Required work:
A. In the passage about Volkswagen emissions, how many cars did the United States Environment Protection Agency order Volkswagen to recall?
B. Please reproduce the passage about Volkswagen emissions starting with "These were not" and going on through "they were doing.", with "cars" swapped for "vehicles" each time it appears.

Reading passage:
════════════════
Psychologists use a concept known as “reliability”.
A psychologist must consider, when conducting a study, whether the context and environment would make the results unreliable when applied to a real-life scenario. A participant in a study about empathy for others, for example, would likely be more likely to help a stranger if she were aware she was being watched — we’re all afraid of being judged, after all.
This would render the results inaccurate, as that may not be her true reaction if faced with the same scenario, say, on the way home from work.
You could say that such a study is unreliable.
In the world of automobiles, the testing phase is widely known as being almost-but-not-quite rigged. Car doors are taped up, different tyres are used, and several other variables are altered to allow for the best possible performance of the car. Given this, it comes as no surprise that cars’ emissions are usually lower in laboratory conditions than on the road.
These results are never truly reliable. Some increase in pollution levels is always expected — and allowed.
In 2013, a group of engineers from the Centre for Alternative Fuels, Engines and Emissions (CAFEE) of West Virginia University tested three diesel-engine powered cars using a very innovative method: actually driving them around the road. They did this in various kinds of places and situations — like high elevation, peak hour city traffic, and short-burst driving that simulated errand-running.
These were not standard testing conditions.
And, they revealed something. Two of the three cars they tested were polluting between five and thirty-five times more on the road than in a lab!
Both these cars had been made by Volkswagen.
Volkswagen had been one of the first to jump onto the “clean energy” bandwagon. By this time, they were considered a leader in the field. They announced their emissions-friendly Clean Diesel cars back in 2008, and went on to release a series of cars — each cleaner, greener, and more fuel-efficient than the last.
Clean Diesel won several environment awards, and received multiple tax-breaks to encourage the good work they were doing.
Turns out, it was nowhere near as good as everyone had assumed.
On 18th September 2015, the United States Environment Protection Agency ordered Volkswagen to recall 482,000 cars. They’d found evidence that the tests had been rigged, using what came to be called a “defeat device”.
Just like the subject of a study on empathy might look out for when she was being watched and then be suitably nicer, the cars had been implanted with software that could deduce when it was under testing conditions, and become suitably more efficient just for that time.
Once out of the lab, the program would relax, letting emissions reach up to forty times the prescribed limit.
It was a disaster.
════════════════
Dataset excerpts:
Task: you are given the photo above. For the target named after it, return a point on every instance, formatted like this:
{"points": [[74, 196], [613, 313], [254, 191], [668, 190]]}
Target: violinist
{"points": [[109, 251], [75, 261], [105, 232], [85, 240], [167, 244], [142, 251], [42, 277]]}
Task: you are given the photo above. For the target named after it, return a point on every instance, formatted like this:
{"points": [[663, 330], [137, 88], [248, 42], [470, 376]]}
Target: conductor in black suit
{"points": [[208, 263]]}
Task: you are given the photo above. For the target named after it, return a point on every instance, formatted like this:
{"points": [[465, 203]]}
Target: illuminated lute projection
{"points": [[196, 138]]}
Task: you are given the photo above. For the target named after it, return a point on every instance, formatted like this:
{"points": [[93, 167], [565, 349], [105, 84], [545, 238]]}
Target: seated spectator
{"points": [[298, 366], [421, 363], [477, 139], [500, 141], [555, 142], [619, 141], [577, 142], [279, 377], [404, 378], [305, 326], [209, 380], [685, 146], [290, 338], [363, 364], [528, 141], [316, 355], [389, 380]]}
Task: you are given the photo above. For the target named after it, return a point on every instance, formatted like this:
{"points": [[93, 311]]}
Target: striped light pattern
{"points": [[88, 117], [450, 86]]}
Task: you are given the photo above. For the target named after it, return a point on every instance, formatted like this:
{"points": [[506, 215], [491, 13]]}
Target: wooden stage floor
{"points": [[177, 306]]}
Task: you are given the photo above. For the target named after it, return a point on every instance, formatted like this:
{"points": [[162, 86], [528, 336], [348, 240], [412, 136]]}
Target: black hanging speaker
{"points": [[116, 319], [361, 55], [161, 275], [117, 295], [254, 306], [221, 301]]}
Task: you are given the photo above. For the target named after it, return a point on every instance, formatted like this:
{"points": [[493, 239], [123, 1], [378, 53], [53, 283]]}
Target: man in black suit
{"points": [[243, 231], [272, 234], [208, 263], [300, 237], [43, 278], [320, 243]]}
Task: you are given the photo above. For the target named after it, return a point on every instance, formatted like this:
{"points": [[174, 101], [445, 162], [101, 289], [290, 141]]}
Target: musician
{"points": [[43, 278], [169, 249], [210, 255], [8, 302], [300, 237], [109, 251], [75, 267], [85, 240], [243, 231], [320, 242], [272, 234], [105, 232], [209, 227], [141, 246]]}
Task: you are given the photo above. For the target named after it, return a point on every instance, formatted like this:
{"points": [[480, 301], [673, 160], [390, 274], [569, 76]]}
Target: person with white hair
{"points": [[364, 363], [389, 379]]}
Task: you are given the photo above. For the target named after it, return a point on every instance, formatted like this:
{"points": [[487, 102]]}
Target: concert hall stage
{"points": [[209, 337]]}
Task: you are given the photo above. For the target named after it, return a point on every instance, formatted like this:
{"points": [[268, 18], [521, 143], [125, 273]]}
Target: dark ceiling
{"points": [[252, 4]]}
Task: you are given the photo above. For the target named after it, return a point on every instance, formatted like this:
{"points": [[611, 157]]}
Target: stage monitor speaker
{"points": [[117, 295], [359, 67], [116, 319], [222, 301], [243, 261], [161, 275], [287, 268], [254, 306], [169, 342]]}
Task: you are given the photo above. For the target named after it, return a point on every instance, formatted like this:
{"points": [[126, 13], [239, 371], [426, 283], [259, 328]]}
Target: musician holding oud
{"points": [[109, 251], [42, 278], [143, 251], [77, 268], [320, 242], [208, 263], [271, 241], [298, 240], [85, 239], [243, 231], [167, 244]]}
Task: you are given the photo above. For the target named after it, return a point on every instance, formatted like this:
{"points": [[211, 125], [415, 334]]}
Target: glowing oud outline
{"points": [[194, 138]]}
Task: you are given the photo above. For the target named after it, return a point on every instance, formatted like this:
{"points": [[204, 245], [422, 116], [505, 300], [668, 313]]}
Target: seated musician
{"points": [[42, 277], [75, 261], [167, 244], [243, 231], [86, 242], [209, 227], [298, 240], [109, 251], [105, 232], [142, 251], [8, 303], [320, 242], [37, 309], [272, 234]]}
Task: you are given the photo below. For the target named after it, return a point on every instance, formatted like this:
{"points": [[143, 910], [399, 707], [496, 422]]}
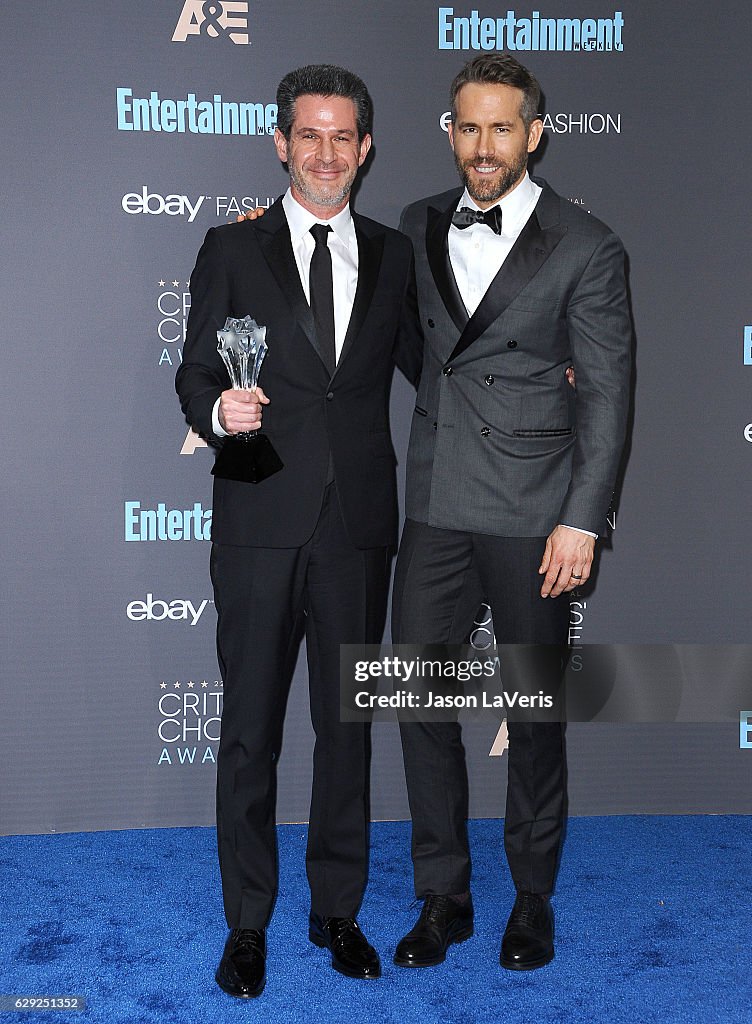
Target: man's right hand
{"points": [[251, 214], [241, 411]]}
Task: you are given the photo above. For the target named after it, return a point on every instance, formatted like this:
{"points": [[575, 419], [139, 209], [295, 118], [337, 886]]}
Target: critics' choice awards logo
{"points": [[189, 719], [190, 114], [538, 33], [213, 18], [173, 305]]}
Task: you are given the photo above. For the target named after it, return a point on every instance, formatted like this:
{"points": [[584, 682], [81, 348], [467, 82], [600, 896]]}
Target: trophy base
{"points": [[247, 459]]}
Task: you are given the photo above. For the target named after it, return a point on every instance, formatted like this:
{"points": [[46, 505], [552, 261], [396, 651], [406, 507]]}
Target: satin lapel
{"points": [[370, 251], [528, 255], [436, 247], [274, 236]]}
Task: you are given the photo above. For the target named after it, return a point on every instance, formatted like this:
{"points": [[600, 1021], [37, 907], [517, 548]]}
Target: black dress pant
{"points": [[265, 597], [441, 580]]}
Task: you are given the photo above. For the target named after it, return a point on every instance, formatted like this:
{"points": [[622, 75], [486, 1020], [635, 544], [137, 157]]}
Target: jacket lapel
{"points": [[436, 247], [274, 236], [528, 255], [370, 250]]}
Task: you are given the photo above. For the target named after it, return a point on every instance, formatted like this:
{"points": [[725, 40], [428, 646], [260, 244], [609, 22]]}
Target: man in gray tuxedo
{"points": [[509, 476]]}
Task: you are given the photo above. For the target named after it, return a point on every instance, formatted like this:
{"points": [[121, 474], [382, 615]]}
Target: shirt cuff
{"points": [[577, 528], [215, 424]]}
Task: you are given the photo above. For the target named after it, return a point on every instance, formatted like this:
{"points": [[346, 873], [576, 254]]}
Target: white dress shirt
{"points": [[477, 254], [343, 247]]}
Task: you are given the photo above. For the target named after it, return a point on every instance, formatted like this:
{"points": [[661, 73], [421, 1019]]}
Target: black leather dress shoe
{"points": [[351, 953], [528, 941], [442, 922], [242, 969]]}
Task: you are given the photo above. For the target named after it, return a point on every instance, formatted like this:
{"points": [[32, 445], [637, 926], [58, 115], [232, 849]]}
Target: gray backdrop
{"points": [[111, 692]]}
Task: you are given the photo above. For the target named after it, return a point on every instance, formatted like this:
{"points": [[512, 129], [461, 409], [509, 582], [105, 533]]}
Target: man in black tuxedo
{"points": [[309, 548], [509, 476]]}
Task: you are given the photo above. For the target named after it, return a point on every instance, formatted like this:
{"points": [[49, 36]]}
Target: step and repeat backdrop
{"points": [[129, 129]]}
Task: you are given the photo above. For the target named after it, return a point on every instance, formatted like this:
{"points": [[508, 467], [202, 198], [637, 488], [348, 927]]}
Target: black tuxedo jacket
{"points": [[249, 268]]}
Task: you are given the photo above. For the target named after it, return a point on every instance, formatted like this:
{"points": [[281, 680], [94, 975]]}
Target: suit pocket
{"points": [[561, 432]]}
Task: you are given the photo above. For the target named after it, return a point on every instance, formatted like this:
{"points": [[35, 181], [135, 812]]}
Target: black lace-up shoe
{"points": [[242, 969], [528, 941], [351, 952], [442, 922]]}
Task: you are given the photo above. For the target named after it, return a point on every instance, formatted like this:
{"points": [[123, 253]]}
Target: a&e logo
{"points": [[214, 18]]}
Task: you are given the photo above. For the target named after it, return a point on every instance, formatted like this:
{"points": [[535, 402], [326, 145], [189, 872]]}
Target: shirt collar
{"points": [[513, 206], [300, 221]]}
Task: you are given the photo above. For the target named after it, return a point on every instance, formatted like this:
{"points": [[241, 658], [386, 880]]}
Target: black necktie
{"points": [[465, 216], [322, 295]]}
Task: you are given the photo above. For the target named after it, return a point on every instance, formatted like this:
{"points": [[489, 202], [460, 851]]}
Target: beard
{"points": [[321, 195], [483, 190]]}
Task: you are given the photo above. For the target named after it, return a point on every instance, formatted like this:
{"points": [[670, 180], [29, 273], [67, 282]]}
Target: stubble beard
{"points": [[489, 192], [322, 196]]}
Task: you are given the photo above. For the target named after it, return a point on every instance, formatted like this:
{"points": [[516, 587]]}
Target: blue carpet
{"points": [[653, 921]]}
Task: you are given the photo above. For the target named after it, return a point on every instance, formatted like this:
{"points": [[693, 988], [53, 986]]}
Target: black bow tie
{"points": [[465, 216]]}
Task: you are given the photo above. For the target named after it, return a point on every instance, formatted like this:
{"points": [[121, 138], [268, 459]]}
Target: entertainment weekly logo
{"points": [[535, 33], [213, 19], [189, 715]]}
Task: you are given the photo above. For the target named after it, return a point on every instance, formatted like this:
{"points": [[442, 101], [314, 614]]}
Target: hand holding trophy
{"points": [[249, 457]]}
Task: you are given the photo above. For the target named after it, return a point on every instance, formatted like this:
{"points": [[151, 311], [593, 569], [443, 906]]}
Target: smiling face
{"points": [[490, 140], [323, 153]]}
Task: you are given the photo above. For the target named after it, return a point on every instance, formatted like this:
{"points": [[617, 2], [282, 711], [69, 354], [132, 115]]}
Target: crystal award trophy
{"points": [[248, 457]]}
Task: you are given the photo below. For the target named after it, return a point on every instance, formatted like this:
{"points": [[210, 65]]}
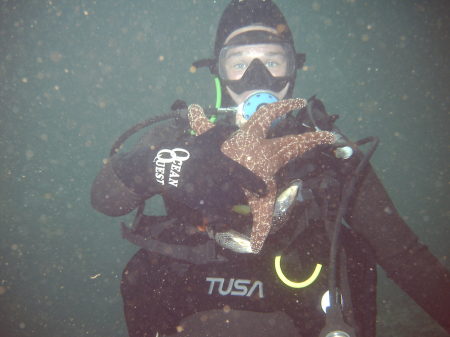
════════════════
Responses for each task:
A. 482,000 cars.

B.
These were not standard testing conditions.
And, they revealed something. Two of the three vehicles they tested were polluting between five and thirty-five times more on the road than in a lab!
Both these vehicles had been made by Volkswagen.
Volkswagen had been one of the first to jump onto the “clean energy” bandwagon. By this time, they were considered a leader in the field. They announced their emissions-friendly Clean Diesel vehicles back in 2008, and went on to release a series of vehicles — each cleaner, greener, and more fuel-efficient than the last.
Clean Diesel won several environment awards, and received multiple tax-breaks to encourage the good work they were doing.